» **What is asked**
Render every line of the rows below as a JSON list of strings, with one string per line and no blank lines. Leave the pictures out.

____________

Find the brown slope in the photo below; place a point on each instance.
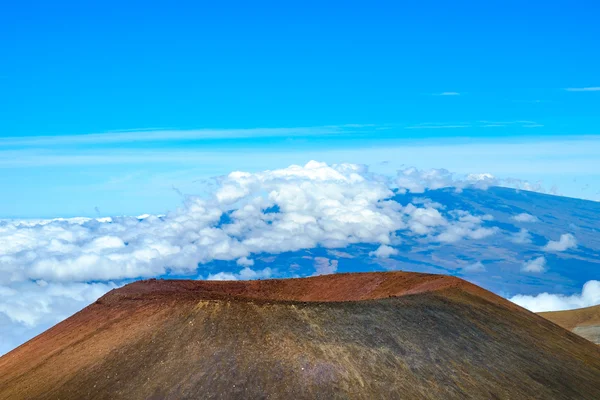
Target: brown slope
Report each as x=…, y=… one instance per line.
x=375, y=335
x=583, y=321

____________

» **Solution to this task**
[
  "Find the brown slope in the photo below; place a point on each instance.",
  "Target: brown slope",
  "Report each as x=…, y=… one instance per line.",
  "x=375, y=335",
  "x=583, y=321"
]